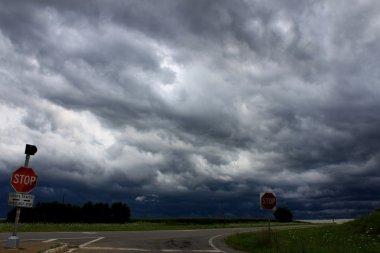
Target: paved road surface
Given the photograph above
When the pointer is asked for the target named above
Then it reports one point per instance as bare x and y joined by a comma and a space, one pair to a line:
184, 241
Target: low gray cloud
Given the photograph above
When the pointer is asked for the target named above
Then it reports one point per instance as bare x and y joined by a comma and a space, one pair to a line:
201, 105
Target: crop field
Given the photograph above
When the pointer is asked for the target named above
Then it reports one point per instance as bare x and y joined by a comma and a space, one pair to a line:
359, 236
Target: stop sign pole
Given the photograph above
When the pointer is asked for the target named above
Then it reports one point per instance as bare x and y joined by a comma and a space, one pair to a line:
13, 241
268, 201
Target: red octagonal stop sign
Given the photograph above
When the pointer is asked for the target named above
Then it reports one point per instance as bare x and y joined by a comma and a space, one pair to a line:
268, 200
24, 179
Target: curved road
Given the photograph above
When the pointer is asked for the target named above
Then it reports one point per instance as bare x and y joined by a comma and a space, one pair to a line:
184, 241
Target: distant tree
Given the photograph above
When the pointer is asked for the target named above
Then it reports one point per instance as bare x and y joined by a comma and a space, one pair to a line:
57, 212
283, 214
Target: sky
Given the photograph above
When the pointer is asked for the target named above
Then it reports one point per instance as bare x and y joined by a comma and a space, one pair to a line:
190, 108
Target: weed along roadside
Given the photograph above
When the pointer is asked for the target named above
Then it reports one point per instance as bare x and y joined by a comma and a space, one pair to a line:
358, 236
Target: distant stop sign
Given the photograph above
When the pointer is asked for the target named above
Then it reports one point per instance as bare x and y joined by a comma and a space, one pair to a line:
24, 179
268, 200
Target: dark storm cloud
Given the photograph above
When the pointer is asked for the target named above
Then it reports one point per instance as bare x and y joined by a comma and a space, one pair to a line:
185, 104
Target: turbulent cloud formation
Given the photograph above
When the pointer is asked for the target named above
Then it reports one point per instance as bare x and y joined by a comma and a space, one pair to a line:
192, 108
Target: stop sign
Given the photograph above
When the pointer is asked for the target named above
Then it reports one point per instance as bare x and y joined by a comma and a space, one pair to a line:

- WHAT THE TASK REQUIRES: The records shown above are to be repeated exactly, with the pictures left out.

- EXERCISE OUTPUT:
Target: paved road surface
Given the photograph above
When the pointer is asked for the target named above
Then it reports one point per instance as bare x and y joined by a comma and a space, one pair to a line:
184, 241
Target: low gray cloud
Given the photograph above
When the pointer is asked for the target named above
Then it reports one point per instance as bare x and y joined by a comma and a space, one pair to a line:
201, 105
Target: crop field
Given the photograph above
When the pointer is asked for the target named above
Then it reports one point per instance as bare x and y joined by a comma and a space, one pair to a line:
359, 236
Target: stop sign pole
Given the photograph above
When the pointer is asked for the target named above
Then it reports one point per instance as bare x and y joined by a comma and a space, one pair to a line:
13, 241
268, 201
Target: red octagonal stop sign
Given the photograph above
When the pointer is asked for the target named above
Then it reports one point per instance as bare x and y joined by a comma and a space, one pair to a line:
268, 200
24, 179
Target: curved road
Given the photograph above
When the pointer is asked for the target named above
Then it reports one point per instance as bare x and y joined by a comma and a space, one pair to a line:
184, 241
Target: distant tree
Given the photograph above
When the pointer is asked for the target named above
Then it reports one point per instance as bare x and y joined by a comma and a space, one pair to a line:
57, 212
283, 214
Target: sky
Given the photograph above
When the pointer is asked for the target named above
Then it reports one point per instance as bare x and y joined by a comma and a space, one pair to a line:
190, 108
Target: weed along roadside
Given the photograph above
When the pointer is asked for the target named above
Then it reports one point per instance as bare x and y joined by a comma and a space, one pair to a line:
358, 236
Target: distant stop sign
Given the photograph above
When the pointer is asked for the target named above
Then it reports one point per instance as bare x and y joined by a comma and a space, one pair to a line:
24, 179
268, 200
Target: dark storm cloud
Given the photograph above
When the pointer is asked for the target named above
Then it reports one point per instance as bare x and y joined by a comma and a space, one pair to a line:
185, 104
Target: turbulent cloud formation
Given the photograph above
When the pointer is asked for the target named above
Then it reports one point per instance as bare x and y joined by a comma and a space, one pair to a line:
192, 108
Target: stop sign
Given the photograph above
When the pointer is asked for the target named above
Then it reports one point per instance as bare x and y joined by a comma and a space, one pair to a line:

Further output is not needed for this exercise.